**About this exercise**: Here are the records. Write out exactly the lines between the one holding "bollard with a single marker." and the one holding "Target: white cloud", inclusive.
++++ Data for processing ++++
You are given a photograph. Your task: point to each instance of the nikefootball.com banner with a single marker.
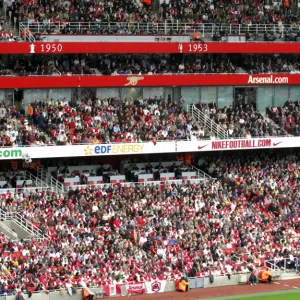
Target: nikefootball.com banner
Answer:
(147, 148)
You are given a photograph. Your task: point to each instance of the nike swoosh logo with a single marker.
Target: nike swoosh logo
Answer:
(200, 147)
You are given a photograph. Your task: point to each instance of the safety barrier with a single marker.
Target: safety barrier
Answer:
(195, 283)
(167, 27)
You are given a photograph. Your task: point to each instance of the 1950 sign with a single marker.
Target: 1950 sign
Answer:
(45, 48)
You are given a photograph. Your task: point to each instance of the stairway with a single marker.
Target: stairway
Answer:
(204, 121)
(14, 225)
(200, 173)
(49, 180)
(10, 234)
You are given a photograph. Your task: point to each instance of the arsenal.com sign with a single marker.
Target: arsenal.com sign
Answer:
(156, 286)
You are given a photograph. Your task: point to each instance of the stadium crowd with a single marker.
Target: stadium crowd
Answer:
(134, 233)
(287, 116)
(140, 18)
(114, 120)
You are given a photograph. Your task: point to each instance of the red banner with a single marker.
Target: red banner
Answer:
(149, 81)
(150, 47)
(136, 288)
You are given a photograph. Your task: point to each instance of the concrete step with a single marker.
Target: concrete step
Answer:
(20, 231)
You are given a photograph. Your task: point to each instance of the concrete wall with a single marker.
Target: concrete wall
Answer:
(170, 287)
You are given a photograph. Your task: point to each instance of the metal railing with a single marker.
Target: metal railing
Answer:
(25, 190)
(167, 28)
(285, 264)
(37, 182)
(8, 233)
(49, 180)
(205, 121)
(20, 220)
(200, 173)
(146, 183)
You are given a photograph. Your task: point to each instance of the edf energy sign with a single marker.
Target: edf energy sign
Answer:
(113, 149)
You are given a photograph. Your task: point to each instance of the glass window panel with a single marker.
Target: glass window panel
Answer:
(108, 93)
(152, 92)
(294, 92)
(208, 94)
(281, 94)
(191, 95)
(225, 96)
(59, 94)
(264, 98)
(133, 93)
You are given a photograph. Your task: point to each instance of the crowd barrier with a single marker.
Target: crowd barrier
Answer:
(127, 290)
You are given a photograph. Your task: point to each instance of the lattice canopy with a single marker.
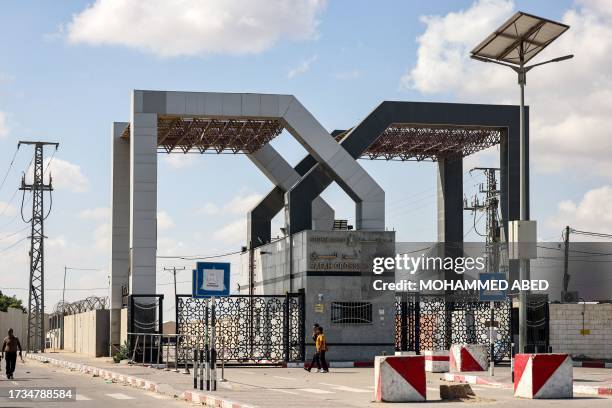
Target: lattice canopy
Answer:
(405, 141)
(227, 135)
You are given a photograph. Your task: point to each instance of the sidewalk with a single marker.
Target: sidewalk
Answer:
(245, 387)
(591, 381)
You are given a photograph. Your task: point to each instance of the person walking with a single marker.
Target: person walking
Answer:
(315, 356)
(321, 344)
(9, 351)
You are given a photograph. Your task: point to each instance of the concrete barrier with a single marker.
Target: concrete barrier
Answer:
(543, 376)
(436, 361)
(399, 379)
(469, 357)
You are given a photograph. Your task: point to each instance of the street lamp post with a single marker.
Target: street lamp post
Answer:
(512, 45)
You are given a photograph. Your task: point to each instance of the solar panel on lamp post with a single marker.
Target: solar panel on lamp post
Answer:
(514, 44)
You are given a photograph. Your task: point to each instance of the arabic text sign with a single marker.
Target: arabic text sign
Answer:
(211, 279)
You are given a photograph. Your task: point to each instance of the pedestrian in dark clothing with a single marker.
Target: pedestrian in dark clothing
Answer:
(315, 356)
(321, 344)
(9, 351)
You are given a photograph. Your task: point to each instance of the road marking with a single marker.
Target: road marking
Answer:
(345, 388)
(158, 396)
(315, 390)
(119, 396)
(284, 378)
(283, 391)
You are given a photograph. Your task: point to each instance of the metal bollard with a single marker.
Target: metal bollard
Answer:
(213, 369)
(201, 370)
(195, 369)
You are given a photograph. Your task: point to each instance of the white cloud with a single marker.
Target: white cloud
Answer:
(3, 125)
(232, 233)
(180, 161)
(347, 75)
(164, 221)
(7, 209)
(592, 213)
(239, 205)
(302, 68)
(99, 213)
(569, 102)
(102, 237)
(65, 175)
(192, 27)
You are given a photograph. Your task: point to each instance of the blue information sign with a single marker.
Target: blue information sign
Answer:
(492, 295)
(211, 279)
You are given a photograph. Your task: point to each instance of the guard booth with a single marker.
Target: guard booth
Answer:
(145, 328)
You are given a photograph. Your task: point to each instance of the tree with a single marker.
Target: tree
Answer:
(10, 301)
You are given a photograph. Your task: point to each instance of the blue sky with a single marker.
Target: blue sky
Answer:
(63, 79)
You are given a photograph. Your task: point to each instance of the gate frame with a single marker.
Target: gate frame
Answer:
(301, 327)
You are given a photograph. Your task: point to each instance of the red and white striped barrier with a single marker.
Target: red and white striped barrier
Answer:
(469, 357)
(543, 376)
(399, 379)
(436, 361)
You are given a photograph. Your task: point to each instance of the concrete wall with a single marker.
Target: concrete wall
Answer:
(566, 325)
(87, 333)
(123, 331)
(18, 321)
(332, 266)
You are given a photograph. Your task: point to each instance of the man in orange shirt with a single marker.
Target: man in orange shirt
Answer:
(9, 350)
(321, 344)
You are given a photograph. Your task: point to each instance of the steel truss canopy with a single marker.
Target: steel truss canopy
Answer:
(180, 134)
(419, 142)
(519, 39)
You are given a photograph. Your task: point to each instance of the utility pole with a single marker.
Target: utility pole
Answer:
(566, 276)
(490, 205)
(36, 298)
(173, 270)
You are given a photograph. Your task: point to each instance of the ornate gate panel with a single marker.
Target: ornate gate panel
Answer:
(434, 322)
(248, 329)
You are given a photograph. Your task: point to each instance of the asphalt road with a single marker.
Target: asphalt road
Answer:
(265, 387)
(90, 392)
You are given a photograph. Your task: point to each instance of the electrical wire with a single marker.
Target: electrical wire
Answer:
(14, 244)
(15, 233)
(9, 168)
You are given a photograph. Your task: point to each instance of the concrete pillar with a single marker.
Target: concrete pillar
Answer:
(450, 224)
(450, 200)
(143, 202)
(120, 227)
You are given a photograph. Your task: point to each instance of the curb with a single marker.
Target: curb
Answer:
(474, 379)
(592, 364)
(190, 396)
(335, 364)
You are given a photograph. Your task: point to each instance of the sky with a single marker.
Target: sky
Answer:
(67, 70)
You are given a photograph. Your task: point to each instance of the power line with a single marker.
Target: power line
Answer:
(14, 244)
(9, 168)
(15, 233)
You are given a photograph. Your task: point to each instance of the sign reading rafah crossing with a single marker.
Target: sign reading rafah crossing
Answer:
(211, 279)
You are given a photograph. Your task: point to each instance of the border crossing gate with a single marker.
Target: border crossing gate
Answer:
(249, 329)
(434, 322)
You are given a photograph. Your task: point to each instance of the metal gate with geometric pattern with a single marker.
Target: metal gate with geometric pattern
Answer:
(434, 322)
(248, 329)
++++
**Finished task**:
You are given a photograph. Your task: point to each instance of the metal bollard with a single marker.
Target: metal bollard
Answer:
(213, 369)
(201, 370)
(195, 369)
You are given a photograph. Your task: point to each instance of the white cloud with a single marker.
Target: white cloud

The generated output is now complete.